▸ ARTIKEL:
########
Menilai obyek renungan dengan suatu makna, misalkan , religi, kesusilaan, keadilan dsb.

Bertugas mengintegrasikan ilmu-ilmu
Sumber: Agraha Suhandi (1992)

C.    Peran Dilsafat dalam Ilmu Pengetahuan
Menurut Ismaun (2001:52) ilmu pengetahuan ilmiah harus diperoleh dengan cara sadar, melakukan sesuatu tehadap objek, didasarkan pada suatu sistem, prosesnya menggunakan cara yang lazim, mengikuti metode serta melakukannya dengan cara berurutan yang kemudian diakhiri dengan verifikasi atau pemeriksaan tentang kebenaran ilimiahnya (kesahihan). Dengan demikian pendekatan filsafat ilmu mempunyai implikasi pada sistematika pengetahuan sehingga memerlukan prosedur, harus memenuhi aspek metodologi, bersifat teknis dan normatif akademik.
Pada kenyataannya filsafat ilmu mengalami perkembangan dari waktu ke waktu, perkembangannya seiring dengan pemikiran tertinggi yang dicapai manusia. Oleh karena itu filsafat sains modern yang ada sekarang merupakan output perkembangan filsafat ilmu terkini yang telah dihasilkan oleh pemikiran manusia. Filsafat ilmu dalam perkembangannya dipengaruhi oleh pemikiran yang dipakai dalam membangun ilmu pengetahuan, tokoh pemikir dalam filsafat ilmu yang telah mempengaruhi pemikiran sains modern.
########
▸ DATA YANG DIBERIKAN:
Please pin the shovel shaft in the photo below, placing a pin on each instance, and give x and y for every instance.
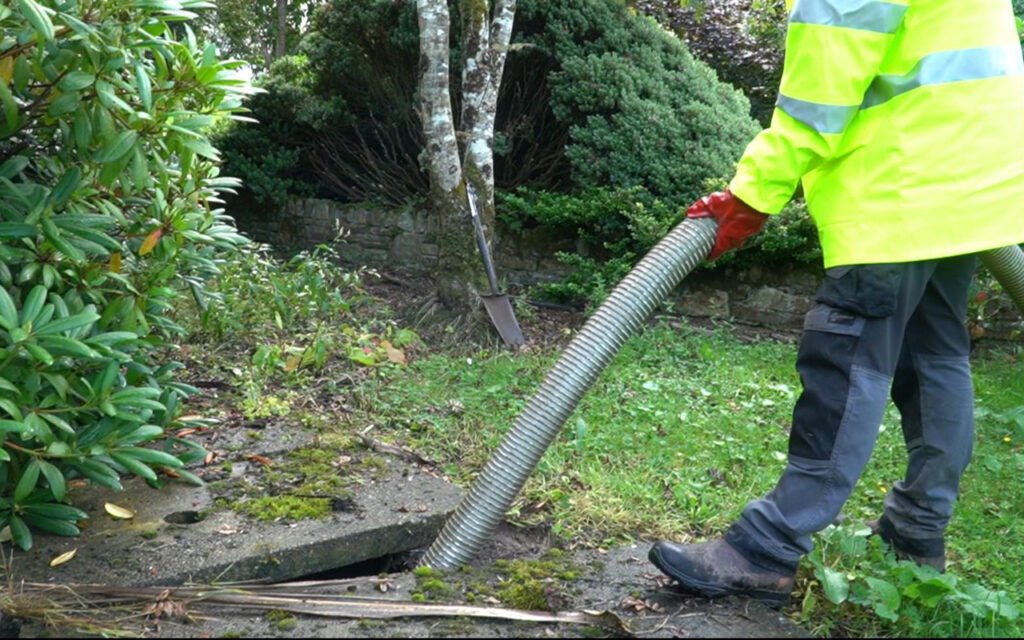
########
▸ TUGAS YANG DIKERJAKAN:
[1] Jawab pertanyaan berikut berdasarkan artikel tentang filsafat ilmu.
(a) Sumber apa yang dicantumkan di bawah "Bertugas mengintegrasikan ilmu-ilmu"?
(b) Pendapat siapa, beserta tahun dan halamannya, yang dikutip tentang cara memperoleh ilmu pengetahuan ilmiah?
(c) Perkembangan filsafat ilmu berjalan seiring dengan apa?
[2] Terjemahkan kalimat dari artikel tentang filsafat ilmu ini ke dalam bahasa Inggris: "Pada kenyataannya filsafat ilmu mengalami perkembangan dari waktu ke waktu, perkembangannya seiring dengan pemikiran tertinggi yang dicapai manusia."
[3] Sebutkan semua contoh makna yang tercantum dalam kalimat "Menilai obyek renungan dengan suatu makna" pada artikel tentang filsafat ilmu.

▸ HASIL:
[1]
(a) Agraha Suhandi (1992)
(b) Ismaun, tahun 2001, halaman 52
(c) Pemikiran tertinggi yang dicapai manusia

[2] In reality, the philosophy of science has developed over time, its development keeping pace with the highest thinking that humans have achieved.

[3] Religi, kesusilaan, keadilan